▸ **AIM**
Find each line in the records that contains the string "blonde", matching case exactly, and copy those lines out.
### THE INPUT ###
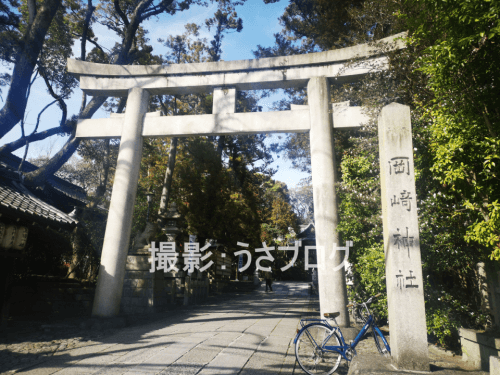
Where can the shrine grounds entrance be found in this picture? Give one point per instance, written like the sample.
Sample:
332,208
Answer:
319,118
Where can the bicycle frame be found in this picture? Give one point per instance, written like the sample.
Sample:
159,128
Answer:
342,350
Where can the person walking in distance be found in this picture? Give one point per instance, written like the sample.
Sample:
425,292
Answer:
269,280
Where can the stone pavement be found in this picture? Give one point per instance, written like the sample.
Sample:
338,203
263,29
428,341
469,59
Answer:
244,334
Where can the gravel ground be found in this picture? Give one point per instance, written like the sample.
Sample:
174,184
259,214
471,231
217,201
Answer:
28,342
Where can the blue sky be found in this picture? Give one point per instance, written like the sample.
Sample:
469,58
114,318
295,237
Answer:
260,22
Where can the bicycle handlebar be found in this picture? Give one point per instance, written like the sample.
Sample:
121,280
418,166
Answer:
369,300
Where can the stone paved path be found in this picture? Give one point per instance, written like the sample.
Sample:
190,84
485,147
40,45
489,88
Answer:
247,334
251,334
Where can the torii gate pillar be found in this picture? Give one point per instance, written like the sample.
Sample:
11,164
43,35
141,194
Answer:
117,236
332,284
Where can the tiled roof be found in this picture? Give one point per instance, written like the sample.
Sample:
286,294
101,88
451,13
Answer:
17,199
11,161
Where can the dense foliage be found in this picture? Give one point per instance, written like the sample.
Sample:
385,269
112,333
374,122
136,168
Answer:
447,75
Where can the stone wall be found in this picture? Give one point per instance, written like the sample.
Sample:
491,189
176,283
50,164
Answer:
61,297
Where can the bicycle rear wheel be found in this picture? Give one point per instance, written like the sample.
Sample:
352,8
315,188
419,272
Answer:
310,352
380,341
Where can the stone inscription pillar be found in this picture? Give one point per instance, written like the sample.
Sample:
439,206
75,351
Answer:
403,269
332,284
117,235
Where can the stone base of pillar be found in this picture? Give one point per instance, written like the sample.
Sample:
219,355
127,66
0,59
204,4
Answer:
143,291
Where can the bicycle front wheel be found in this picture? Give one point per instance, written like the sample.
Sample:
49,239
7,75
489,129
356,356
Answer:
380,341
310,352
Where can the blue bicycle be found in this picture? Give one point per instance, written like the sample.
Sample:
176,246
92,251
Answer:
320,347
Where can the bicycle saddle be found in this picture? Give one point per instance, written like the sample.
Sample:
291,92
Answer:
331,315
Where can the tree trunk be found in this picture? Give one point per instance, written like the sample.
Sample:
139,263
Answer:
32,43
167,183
###
### THE INPUT ###
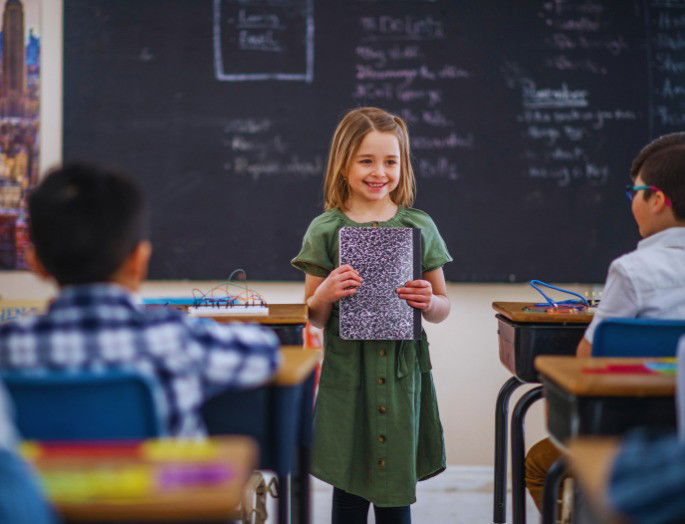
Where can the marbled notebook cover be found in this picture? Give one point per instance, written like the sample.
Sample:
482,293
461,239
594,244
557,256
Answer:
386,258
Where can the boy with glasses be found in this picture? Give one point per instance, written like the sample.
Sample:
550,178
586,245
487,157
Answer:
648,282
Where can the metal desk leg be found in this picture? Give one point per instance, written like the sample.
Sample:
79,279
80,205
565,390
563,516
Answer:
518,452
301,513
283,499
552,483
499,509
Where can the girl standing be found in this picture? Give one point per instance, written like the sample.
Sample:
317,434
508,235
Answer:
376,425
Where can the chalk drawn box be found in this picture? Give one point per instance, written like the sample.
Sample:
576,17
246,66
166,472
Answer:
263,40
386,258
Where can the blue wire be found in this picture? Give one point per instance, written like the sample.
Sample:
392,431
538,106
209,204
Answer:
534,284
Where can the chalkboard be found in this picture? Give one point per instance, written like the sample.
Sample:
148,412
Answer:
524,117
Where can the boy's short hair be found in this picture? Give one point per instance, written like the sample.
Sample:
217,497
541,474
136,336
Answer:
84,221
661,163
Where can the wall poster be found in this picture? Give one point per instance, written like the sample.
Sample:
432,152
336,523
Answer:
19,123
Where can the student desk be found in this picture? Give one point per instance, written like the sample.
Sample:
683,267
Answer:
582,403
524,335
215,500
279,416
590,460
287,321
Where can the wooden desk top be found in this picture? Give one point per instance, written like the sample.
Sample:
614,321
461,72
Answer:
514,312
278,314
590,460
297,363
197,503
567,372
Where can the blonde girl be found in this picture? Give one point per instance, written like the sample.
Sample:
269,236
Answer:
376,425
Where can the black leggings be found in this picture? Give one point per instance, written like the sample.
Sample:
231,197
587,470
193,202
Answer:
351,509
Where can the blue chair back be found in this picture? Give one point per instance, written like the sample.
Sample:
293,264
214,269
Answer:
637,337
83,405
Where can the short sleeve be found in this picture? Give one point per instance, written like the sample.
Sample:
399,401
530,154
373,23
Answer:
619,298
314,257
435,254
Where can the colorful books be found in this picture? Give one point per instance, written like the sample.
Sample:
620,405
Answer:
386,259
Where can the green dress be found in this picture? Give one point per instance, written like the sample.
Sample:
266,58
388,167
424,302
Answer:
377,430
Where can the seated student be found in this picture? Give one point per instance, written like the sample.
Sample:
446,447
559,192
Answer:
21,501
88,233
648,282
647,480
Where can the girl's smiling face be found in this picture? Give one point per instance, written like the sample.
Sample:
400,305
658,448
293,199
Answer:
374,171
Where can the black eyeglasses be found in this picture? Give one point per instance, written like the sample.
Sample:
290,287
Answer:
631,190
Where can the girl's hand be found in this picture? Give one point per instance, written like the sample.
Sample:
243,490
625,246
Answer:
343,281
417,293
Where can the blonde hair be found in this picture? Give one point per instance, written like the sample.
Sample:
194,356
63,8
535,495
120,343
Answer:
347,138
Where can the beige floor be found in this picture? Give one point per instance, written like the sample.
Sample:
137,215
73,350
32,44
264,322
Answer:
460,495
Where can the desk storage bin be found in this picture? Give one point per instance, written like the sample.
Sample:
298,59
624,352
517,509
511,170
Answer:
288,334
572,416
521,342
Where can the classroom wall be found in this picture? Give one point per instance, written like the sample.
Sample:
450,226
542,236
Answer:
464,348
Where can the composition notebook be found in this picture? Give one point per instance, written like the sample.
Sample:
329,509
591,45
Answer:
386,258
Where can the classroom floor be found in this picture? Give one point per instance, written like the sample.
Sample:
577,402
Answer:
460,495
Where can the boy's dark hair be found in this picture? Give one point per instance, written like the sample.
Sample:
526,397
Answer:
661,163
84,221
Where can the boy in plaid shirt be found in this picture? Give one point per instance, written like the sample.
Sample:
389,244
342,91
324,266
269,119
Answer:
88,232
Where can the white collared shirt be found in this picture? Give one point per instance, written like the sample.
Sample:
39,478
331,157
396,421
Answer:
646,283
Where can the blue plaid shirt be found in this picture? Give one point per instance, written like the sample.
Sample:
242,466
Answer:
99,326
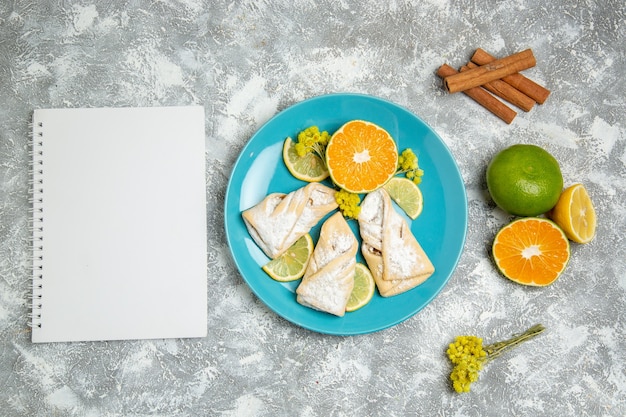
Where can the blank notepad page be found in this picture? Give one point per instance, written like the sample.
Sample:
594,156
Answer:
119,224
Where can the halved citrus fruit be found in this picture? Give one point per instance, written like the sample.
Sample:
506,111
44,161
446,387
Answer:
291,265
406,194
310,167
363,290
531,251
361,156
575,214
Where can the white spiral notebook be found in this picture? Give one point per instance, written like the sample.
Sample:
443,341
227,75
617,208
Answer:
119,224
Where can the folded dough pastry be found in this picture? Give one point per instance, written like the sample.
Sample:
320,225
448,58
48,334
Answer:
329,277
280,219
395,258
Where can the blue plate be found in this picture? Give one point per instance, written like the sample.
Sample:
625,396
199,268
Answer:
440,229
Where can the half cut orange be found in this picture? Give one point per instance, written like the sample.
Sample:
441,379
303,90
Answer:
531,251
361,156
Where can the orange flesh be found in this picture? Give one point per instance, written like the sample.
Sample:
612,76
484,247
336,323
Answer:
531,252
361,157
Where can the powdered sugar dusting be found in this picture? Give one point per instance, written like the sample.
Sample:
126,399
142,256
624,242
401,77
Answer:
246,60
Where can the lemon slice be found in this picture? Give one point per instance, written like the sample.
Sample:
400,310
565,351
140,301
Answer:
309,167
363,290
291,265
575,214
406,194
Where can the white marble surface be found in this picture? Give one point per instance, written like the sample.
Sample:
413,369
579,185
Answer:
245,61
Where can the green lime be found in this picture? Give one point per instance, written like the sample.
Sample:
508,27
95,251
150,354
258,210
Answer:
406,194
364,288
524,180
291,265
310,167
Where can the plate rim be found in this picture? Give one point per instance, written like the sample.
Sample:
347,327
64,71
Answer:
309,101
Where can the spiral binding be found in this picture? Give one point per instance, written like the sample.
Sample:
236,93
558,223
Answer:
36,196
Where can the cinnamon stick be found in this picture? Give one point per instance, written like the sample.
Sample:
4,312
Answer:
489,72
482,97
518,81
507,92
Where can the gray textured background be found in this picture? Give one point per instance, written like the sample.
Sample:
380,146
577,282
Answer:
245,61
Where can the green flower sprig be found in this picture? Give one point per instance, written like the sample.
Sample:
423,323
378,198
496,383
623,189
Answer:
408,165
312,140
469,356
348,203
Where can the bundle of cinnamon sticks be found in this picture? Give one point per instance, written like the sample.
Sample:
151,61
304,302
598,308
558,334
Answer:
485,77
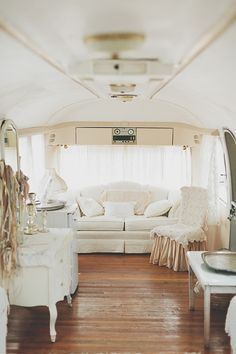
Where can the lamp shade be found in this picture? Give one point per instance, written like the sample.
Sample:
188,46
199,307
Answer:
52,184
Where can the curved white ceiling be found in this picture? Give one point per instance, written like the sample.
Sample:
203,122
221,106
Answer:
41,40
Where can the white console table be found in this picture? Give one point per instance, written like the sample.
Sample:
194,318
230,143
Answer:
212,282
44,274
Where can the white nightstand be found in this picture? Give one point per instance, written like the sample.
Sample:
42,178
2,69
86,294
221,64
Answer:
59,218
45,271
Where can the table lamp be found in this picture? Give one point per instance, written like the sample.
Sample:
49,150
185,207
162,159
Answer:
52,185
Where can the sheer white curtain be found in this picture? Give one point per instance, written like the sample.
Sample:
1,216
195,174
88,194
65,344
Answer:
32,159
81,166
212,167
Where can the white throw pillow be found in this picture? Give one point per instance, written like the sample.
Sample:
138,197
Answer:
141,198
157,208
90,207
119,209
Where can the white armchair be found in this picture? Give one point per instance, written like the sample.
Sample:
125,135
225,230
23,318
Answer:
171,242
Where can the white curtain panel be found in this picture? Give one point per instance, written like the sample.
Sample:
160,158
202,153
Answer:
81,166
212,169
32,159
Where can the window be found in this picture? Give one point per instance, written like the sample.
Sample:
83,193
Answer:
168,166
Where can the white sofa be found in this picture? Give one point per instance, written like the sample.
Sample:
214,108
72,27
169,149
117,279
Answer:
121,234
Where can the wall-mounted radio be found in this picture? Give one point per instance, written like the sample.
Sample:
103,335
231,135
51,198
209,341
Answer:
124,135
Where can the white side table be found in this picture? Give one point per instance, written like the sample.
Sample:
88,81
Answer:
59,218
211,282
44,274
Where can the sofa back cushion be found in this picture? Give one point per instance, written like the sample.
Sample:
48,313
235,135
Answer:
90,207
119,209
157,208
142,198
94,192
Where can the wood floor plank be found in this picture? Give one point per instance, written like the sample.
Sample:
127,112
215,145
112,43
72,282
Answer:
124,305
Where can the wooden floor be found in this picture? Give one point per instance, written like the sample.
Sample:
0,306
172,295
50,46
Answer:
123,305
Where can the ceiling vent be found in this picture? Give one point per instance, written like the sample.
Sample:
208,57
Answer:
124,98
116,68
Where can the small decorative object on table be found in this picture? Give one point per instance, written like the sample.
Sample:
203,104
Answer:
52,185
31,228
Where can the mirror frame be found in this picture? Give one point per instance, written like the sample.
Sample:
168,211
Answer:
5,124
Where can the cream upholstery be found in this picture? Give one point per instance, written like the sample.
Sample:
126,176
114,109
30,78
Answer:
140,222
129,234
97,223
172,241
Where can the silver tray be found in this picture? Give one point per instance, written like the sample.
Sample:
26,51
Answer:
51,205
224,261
###
▸ **RESPONSE**
Where can the blonde girl be found in this picture? Give one point per instance, written like the sample.
Where can the blonde hair be found in this picture? Give one point per instance, written like the sample.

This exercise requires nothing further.